ARBEITSANWEISUNGEN ->
(1) Prüfen Sie, ob die folgenden Aussagen (a), (b) und (c) mit dem Text über Zustellmängel übereinstimmen. Antworten Sie jeweils mit Ja oder Nein und zitieren Sie die entscheidenden Worte des Textes wörtlich.
(a) Die Zustellung einer beglaubigten Urteilsabschrift setzt die Berufungsfrist in Gang.
(b) Eine auf der Zustellungsurkunde fehlende Unterschrift des Zustellers kann nachgeholt werden.
(c) Die Zustellung an die als prozessunfähig behandelte Partei selbst statt an den gesetzlichen Vertreter wird als denkbarer Fall eines Zustellmangels genannt.
(2) Setzen Sie den Text über Zustellmängel nach seinem letzten Satz fort.

DOKUMENT ->
»»

Rn 14
Ferner kann sich die Rechtzeitigkeit auch aus einem Zustellmangel ergeben, der zur Folge hat, dass die Frist noch gar nicht begonnen hat. Denkbare Fälle: öffentliche Zustellung, obwohl die Voraussetzungen für das bewilligende Gericht erkennbar nicht vorlagen (BGHZ 149, 311); Zustellung an die (im Verfahren als prozessunfähig behandelte) Partei selbst statt an den gesetzlichen Vertreter; Zustellung einer unvollständigen Urteilsausfertigung (jedenfalls bei Fehlen ganzer Seiten, BGHZ 138, 166) oder einer inhaltlich unrichtigen Urteilsausfertigung (aber nicht bei Unrichtigkeiten, die bei der Urteilsabfassung gem § 319 hätten berichtigt werden können, als instruktives Bsp vgl BGH NJW-RR 06, 1570 [BGH 24.05.2006 - IV ZB 47/05]: es kommt darauf an, ob die Partei aus der Ausfertigung wenigstens den Inhalt der Urschrift und va den Umfang ihrer Beschwer und die tragenden Entscheidungsgründe erkennen kann. Die Zustellung einer beglaubigten Urteilsabschrift setzt die Berufungsfrist nicht in Gang; erforderlich ist die Zustellung einer Urteilsausfertigung, d.h. mit Unterschrift des Urkundsbeamten, Dienstsiegel oder -stempel und Bezeichnung als Ausfertigung (BGH NJW 10, 2519 [BGH 09.06.2010 - XII ZB 132/09]). Zu einem fehlenden Zustellungswillen des Gerichts vgl BGH NJW-RR 17, 1086 [BGH 04.07.2017 - VIII ZB 85/16]. Fehlt auf einer Zustellungsurkunde die erforderliche Unterschrift des Zustellers, kann diese nachgeholt werden; die entsprechend ergänzte Urkunde ist nach § 419 frei zu würdigen (BGH NJW-RR 08, 218, 219 [BGH 19.07.2007 - I ZR 136/05]).

««

Datensätze zur Bereichsbeschriftung ->
»»

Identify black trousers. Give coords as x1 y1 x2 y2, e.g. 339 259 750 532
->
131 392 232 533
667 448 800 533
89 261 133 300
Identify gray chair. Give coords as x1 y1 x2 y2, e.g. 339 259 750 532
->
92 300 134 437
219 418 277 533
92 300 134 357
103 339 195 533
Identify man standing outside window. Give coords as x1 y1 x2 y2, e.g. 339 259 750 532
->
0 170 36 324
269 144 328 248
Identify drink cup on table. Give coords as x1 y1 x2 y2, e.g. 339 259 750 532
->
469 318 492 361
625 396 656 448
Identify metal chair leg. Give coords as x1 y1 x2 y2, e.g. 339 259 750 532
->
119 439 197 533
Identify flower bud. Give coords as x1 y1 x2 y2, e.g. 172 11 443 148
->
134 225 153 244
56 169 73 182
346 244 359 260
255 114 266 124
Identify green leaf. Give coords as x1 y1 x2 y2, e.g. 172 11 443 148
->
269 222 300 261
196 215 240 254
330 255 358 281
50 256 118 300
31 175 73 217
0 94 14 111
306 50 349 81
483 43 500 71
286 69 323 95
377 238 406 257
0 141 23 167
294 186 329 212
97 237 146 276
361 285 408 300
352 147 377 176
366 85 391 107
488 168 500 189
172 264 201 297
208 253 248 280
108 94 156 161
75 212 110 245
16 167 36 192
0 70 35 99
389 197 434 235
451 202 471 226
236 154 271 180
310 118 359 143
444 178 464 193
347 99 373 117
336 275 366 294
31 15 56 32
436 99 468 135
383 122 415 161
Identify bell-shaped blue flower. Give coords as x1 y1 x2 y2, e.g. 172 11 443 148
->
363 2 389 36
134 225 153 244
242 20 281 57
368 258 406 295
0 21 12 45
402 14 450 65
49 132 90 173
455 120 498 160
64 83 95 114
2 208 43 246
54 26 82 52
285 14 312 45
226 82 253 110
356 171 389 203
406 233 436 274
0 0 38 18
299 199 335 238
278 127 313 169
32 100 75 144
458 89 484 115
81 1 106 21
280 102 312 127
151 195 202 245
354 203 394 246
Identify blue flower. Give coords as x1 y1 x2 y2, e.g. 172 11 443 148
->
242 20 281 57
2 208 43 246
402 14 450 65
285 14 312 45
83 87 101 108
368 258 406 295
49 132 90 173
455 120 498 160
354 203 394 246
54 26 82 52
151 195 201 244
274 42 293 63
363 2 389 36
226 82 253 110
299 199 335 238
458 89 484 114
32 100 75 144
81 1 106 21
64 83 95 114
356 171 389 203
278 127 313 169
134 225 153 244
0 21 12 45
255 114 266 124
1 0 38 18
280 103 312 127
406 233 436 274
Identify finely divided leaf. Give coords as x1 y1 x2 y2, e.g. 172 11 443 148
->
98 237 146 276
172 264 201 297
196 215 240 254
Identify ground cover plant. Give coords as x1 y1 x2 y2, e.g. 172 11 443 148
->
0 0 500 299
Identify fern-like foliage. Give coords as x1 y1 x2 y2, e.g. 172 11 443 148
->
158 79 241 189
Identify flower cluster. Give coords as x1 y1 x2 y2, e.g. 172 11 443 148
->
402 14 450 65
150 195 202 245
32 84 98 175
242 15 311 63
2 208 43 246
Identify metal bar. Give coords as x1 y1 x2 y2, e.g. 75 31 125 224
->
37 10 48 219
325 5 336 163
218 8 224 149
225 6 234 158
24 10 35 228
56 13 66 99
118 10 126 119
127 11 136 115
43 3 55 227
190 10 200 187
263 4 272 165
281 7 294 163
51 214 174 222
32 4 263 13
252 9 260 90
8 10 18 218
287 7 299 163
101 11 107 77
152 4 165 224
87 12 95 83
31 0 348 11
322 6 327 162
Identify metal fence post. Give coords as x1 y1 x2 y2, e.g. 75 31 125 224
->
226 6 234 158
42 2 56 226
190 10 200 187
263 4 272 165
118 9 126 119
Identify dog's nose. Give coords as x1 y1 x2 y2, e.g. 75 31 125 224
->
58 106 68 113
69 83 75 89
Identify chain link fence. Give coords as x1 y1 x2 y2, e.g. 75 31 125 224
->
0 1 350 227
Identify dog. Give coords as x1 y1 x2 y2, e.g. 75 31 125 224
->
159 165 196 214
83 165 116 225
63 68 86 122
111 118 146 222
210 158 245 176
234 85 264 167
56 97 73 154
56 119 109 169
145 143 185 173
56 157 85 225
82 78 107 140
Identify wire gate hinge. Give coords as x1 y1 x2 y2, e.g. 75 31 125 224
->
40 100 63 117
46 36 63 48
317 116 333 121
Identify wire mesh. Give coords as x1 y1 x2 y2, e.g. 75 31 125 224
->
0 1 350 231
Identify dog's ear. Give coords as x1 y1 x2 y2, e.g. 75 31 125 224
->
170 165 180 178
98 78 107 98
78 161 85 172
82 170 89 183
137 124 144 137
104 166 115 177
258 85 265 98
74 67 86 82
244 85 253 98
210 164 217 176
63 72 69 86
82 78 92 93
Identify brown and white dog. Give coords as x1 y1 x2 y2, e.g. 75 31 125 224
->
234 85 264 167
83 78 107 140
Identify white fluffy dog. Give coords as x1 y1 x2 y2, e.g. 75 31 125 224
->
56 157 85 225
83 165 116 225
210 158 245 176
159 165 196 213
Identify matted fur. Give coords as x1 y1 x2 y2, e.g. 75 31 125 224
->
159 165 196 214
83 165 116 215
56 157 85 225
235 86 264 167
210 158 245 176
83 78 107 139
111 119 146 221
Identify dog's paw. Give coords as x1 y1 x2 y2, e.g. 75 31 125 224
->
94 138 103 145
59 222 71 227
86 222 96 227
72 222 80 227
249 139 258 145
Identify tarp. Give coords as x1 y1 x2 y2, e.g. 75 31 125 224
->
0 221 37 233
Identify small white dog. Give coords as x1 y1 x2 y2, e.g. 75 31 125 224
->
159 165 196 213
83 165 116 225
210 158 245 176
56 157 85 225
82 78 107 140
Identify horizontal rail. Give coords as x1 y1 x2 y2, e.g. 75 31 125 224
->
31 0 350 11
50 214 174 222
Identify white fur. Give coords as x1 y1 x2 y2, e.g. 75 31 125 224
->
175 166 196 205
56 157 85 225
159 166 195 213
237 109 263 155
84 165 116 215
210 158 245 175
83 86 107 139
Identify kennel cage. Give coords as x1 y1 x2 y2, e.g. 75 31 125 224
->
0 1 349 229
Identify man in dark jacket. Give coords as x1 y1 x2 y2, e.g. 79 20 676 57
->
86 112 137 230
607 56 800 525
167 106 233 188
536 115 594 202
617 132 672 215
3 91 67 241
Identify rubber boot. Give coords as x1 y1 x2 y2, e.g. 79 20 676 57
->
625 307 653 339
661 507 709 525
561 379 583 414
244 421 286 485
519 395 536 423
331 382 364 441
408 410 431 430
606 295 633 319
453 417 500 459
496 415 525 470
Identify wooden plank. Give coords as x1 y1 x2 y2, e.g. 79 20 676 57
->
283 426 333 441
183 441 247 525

««

LÖSUNGEN DER AUFGABEN ->
(1)
(a) Nein: „Die Zustellung einer beglaubigten Urteilsabschrift setzt die Berufungsfrist nicht in Gang“
(b) Ja: „Fehlt auf einer Zustellungsurkunde die erforderliche Unterschrift des Zustellers, kann diese nachgeholt werden“
(c) Ja: „Zustellung an die (im Verfahren als prozessunfähig behandelte) Partei selbst statt an den gesetzlichen Vertreter“

(2)
Rn 15
Lässt sich die ordnungsgemäße Zustellung einer Entscheidung nicht zweifelsfrei feststellen, kann die daran anknüpfende Prozesshandlung (Rechtsmitteleinlegung) regelmäßig nicht versäumt sein. Dabei ist jedoch zu beachten, dass die Berufungsfrist und die Berufungsbegründungsfrist in jedem Fall mit Ablauf von 5 Monaten ab Verkündung des Urteils beginnen, also unabhängig von der Wirksamkeit einer Zustellung, §§ 517 und § 520 II, ebenso für die Revision §§ 548 und 551 II 3. Hat der Anwalt Kenntnis von einem Verkündungstermin, erhält er jedoch keine Zustellung, ist er im Hinblick auf diese Regelung gehalten, sich nach der Entscheidung zu erkundigen. Erhält er aber trotz mehrfacher Nachfrage keine Auskunft, ob und mit welchem Inhalt eine Entscheidung verkündet worden ist, kann der Partei nicht zugemutet werden, vorsorglich ein fristwahrendes Rechtsmittel einzulegen, so dass Wiedereinsetzung zu gewähren ist, wenn die Rechtsmittelfrist infolge der absoluten Frist des § 517 nicht gewahrt worden ist (BGH NJW-RR 04, 786 [BGH 18.11.2003 - LwZB 1/03]).
Rn 16
Nicht jeder Mangel der Zustellung führt allerdings zu deren Unwirksamkeit. Die fehlende Unterschrift des Zustellers auf der Zustellungsurkunde (§ 182 II Nr 8) kann nachgeholt werden (BGH NJW-RR 08, 218, 219 [BGH 19.07.2007 - I ZR 136/05]). Praxishinweis: Die häufig vernachlässigte Frage, ob die Frist überhaupt versäumt wurde, ist vorrangig und besonders sorgfältig zu prüfen. Es ist auch möglich, vorsorglich (hilfsweise) Wiedereinsetzung zu beantragen, für den Fall, dass die Rechtzeitigkeit nicht bewiesen werden kann (BGH NJW 07, 1457 [BGH 16.01.2007 - VIII ZB 75/06]). Zur Möglichkeit des Gerichts, aus Gründen der Prozessökonomie auch bei nicht abschließend geklärter Fristversäumung Wiedereinsetzung zu bewilligen vgl oben Rn 11.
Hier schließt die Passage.